**Exercise directions:**
Give the number of lines in the data below containing the word "knit", with no other text.
[Opening Provided entries section]
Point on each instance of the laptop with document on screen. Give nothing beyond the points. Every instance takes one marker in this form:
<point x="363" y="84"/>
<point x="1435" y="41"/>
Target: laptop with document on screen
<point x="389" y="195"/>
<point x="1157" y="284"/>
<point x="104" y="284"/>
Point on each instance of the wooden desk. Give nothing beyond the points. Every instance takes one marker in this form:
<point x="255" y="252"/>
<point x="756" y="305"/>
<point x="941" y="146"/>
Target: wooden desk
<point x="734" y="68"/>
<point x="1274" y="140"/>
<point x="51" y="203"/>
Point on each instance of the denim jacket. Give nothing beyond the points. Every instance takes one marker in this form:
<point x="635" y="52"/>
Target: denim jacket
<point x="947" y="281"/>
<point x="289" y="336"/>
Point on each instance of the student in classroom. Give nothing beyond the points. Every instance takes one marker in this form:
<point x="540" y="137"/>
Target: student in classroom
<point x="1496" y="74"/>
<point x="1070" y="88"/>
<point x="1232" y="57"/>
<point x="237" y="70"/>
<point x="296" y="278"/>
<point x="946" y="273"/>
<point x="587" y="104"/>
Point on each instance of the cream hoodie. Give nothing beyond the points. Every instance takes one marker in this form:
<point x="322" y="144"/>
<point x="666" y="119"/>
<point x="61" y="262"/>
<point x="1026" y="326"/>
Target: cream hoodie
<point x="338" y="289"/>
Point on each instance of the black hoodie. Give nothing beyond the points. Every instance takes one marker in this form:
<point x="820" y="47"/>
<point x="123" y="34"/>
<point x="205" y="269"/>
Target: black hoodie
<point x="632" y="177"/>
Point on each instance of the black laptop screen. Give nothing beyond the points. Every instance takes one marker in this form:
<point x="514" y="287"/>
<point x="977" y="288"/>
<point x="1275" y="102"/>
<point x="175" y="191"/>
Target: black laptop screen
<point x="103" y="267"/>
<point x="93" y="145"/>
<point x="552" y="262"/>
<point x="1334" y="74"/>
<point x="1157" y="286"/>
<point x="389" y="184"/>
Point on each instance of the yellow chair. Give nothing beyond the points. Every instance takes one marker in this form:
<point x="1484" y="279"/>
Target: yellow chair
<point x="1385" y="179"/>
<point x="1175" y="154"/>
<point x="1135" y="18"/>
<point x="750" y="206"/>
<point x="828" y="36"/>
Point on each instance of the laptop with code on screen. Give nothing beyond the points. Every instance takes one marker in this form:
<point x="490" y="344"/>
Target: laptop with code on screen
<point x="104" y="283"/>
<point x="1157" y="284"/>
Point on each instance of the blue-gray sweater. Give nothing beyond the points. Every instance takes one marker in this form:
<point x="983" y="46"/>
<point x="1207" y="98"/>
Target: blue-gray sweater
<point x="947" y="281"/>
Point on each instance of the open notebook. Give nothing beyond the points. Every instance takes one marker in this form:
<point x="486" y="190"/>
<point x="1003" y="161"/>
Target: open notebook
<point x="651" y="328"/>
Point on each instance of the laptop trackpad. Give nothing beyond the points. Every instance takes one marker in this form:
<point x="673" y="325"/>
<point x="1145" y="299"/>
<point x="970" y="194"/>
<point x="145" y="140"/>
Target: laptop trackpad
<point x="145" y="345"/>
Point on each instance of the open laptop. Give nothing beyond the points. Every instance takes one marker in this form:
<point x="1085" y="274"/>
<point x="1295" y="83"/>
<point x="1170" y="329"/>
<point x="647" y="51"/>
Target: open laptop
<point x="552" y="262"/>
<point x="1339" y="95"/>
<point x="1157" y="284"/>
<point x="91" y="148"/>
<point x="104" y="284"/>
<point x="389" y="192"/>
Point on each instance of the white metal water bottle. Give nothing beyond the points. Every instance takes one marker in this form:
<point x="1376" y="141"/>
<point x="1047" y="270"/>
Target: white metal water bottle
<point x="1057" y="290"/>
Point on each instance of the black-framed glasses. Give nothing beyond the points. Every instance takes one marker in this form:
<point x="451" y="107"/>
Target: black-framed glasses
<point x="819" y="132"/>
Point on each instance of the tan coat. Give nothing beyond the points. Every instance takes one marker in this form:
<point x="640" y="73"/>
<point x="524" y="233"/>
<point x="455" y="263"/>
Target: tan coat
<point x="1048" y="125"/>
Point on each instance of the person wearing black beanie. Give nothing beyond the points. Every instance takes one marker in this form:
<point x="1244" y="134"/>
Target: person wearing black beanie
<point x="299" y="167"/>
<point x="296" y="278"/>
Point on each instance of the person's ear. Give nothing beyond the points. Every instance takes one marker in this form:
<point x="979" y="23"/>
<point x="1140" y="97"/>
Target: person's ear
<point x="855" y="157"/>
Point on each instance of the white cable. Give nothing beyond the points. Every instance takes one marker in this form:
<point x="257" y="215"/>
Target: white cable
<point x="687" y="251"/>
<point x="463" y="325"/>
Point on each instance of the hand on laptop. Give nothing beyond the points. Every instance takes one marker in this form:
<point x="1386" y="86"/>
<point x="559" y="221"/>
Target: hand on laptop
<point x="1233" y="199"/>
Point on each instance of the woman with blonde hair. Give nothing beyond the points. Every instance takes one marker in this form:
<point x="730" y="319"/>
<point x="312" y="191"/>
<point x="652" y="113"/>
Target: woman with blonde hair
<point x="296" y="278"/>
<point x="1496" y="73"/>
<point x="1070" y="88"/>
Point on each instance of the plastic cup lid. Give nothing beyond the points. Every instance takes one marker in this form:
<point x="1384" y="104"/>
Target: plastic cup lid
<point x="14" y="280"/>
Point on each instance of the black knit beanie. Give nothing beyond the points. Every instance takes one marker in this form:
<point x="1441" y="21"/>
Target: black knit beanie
[Closing Provided entries section]
**Answer to the exercise:**
2